• Stated exercise
Pull out every line of the rows below that contains the word "podium", matching case exactly.

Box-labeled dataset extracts
- - - - - - -

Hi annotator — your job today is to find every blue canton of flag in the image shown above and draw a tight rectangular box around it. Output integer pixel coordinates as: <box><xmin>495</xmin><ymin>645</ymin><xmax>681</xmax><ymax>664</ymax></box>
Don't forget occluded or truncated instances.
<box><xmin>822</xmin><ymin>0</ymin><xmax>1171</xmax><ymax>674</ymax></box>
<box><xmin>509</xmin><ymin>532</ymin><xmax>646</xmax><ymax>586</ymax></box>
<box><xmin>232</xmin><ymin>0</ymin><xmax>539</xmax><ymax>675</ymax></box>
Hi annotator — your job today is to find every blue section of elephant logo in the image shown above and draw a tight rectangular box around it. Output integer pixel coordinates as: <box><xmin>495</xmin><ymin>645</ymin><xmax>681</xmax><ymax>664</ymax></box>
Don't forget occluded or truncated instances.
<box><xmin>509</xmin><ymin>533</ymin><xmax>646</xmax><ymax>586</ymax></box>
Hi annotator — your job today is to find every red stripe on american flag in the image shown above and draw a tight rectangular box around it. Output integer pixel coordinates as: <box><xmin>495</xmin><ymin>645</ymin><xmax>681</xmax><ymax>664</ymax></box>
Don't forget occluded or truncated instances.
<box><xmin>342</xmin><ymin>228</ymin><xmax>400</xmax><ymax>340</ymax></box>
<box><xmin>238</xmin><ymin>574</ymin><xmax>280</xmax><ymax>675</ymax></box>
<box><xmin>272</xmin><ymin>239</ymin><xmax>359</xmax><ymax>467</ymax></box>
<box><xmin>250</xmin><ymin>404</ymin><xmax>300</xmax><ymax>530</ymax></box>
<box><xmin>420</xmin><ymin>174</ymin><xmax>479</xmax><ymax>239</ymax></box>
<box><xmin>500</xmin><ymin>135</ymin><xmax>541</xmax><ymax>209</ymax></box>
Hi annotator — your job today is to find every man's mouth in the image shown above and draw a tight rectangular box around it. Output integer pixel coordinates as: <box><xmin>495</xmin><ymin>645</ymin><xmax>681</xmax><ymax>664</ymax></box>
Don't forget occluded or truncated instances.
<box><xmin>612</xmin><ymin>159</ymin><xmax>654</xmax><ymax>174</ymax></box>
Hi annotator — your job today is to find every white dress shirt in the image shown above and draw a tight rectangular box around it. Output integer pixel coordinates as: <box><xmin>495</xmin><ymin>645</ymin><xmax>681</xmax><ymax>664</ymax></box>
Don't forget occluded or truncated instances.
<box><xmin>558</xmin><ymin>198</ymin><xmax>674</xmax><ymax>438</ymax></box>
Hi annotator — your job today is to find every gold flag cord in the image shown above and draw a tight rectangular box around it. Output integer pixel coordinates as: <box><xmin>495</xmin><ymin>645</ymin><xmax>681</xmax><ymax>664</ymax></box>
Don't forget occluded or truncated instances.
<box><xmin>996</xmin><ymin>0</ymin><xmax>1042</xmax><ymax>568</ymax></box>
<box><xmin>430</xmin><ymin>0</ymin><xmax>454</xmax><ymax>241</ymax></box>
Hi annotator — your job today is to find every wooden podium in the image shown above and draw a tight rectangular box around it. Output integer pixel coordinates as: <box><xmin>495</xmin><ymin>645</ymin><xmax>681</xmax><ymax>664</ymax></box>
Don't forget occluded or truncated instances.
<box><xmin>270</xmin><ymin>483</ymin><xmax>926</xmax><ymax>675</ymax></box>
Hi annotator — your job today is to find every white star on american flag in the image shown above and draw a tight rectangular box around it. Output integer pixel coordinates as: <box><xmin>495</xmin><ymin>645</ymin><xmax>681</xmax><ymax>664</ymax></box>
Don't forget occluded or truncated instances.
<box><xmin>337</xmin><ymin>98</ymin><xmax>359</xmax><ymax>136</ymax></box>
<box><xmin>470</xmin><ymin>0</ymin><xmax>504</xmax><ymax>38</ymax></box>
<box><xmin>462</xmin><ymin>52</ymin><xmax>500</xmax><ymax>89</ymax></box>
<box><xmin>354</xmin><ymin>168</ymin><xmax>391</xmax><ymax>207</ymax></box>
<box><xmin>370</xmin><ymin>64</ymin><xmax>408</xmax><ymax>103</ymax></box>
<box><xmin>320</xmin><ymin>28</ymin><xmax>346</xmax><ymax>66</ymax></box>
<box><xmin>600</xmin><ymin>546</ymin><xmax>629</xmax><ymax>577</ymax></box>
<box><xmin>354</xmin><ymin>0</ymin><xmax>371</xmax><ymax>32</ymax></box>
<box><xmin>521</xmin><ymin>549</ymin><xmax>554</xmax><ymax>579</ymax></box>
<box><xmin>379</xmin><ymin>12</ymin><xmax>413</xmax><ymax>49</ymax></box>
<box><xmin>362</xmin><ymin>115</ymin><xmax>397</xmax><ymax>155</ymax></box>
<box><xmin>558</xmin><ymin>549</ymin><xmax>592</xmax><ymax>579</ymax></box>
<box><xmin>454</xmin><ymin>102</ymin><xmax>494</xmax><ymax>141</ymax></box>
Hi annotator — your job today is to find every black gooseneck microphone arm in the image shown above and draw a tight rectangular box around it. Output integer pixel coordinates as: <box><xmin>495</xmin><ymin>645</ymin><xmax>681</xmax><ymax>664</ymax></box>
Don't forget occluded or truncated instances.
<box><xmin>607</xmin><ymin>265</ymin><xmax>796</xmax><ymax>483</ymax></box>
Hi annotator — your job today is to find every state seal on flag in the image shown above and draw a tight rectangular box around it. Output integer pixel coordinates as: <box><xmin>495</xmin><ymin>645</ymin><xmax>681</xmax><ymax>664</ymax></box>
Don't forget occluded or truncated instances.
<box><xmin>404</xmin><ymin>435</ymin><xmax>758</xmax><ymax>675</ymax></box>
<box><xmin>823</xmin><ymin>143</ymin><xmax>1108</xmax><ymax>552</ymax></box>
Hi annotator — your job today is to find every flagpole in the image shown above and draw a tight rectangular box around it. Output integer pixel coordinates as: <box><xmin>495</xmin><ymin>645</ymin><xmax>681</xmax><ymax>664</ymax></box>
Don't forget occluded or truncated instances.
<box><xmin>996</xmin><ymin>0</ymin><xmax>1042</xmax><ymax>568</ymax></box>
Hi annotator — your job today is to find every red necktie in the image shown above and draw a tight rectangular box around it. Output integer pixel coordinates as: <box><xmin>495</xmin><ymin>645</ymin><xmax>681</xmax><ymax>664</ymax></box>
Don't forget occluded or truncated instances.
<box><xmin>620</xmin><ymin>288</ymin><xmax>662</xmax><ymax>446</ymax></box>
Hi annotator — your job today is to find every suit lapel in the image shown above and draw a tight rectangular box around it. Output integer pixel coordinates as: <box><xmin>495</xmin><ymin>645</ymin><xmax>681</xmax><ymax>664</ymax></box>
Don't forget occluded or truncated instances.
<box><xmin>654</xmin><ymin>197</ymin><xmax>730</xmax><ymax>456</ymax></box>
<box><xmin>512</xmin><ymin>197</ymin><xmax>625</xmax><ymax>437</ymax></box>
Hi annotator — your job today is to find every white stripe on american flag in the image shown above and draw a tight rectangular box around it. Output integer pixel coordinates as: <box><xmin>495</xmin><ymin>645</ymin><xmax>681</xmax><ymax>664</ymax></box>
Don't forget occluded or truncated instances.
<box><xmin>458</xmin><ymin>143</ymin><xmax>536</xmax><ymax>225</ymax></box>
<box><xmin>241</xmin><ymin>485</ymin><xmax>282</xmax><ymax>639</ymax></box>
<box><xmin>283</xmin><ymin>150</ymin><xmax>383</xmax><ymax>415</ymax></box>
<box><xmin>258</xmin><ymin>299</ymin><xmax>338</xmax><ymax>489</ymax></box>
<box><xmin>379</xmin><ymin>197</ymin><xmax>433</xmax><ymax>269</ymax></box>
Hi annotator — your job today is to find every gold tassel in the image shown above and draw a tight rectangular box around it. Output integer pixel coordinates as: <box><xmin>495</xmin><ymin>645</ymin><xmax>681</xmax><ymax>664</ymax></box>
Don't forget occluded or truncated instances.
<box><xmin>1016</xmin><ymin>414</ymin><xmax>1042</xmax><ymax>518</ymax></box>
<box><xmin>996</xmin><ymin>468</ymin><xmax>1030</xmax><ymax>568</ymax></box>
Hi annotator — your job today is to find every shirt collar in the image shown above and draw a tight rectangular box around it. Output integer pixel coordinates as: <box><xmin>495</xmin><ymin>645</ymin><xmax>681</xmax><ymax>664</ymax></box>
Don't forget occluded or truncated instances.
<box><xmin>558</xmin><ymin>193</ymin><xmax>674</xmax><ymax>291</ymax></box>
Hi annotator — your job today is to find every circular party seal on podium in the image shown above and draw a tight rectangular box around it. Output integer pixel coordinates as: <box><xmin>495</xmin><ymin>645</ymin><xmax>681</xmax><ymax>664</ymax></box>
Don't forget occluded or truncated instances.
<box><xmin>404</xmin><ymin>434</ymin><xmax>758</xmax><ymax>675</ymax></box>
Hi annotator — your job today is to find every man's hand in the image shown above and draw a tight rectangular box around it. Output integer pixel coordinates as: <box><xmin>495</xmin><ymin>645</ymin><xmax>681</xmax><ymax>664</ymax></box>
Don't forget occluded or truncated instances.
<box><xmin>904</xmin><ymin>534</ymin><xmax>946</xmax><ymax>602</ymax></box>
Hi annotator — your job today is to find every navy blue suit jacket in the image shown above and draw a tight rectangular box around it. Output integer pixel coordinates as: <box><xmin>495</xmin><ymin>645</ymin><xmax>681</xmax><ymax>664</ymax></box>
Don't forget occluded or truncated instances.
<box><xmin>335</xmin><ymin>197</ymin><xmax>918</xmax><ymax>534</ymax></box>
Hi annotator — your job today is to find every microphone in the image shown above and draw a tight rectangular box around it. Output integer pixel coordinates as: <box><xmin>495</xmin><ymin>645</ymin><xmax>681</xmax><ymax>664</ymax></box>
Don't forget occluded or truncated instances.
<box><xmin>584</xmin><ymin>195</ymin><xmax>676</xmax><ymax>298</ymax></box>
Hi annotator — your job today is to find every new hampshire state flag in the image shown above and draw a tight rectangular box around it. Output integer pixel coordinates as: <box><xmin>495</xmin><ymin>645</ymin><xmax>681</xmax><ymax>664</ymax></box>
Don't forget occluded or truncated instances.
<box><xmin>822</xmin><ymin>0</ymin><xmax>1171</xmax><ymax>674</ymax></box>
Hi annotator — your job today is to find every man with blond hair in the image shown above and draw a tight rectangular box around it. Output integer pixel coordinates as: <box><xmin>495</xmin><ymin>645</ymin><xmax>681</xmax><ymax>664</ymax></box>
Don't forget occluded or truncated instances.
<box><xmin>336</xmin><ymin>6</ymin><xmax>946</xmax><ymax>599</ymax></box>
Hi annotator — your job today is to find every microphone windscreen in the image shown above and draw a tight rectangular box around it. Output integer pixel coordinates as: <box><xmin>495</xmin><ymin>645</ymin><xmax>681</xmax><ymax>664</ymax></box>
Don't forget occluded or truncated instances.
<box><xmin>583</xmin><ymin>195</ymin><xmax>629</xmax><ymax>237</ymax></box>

- - - - - - -

• Solution to this problem
Hi annotator — your job today is to find every wooden podium in the image shown above and draw a tight rectangular box around it. Output integer pixel coordinates as: <box><xmin>495</xmin><ymin>645</ymin><xmax>681</xmax><ymax>664</ymax></box>
Hi annotator — your job today is to find every circular party seal on podium in the image shown above and draw a tight rectangular box around it. Output integer pixel coordinates as: <box><xmin>495</xmin><ymin>645</ymin><xmax>681</xmax><ymax>664</ymax></box>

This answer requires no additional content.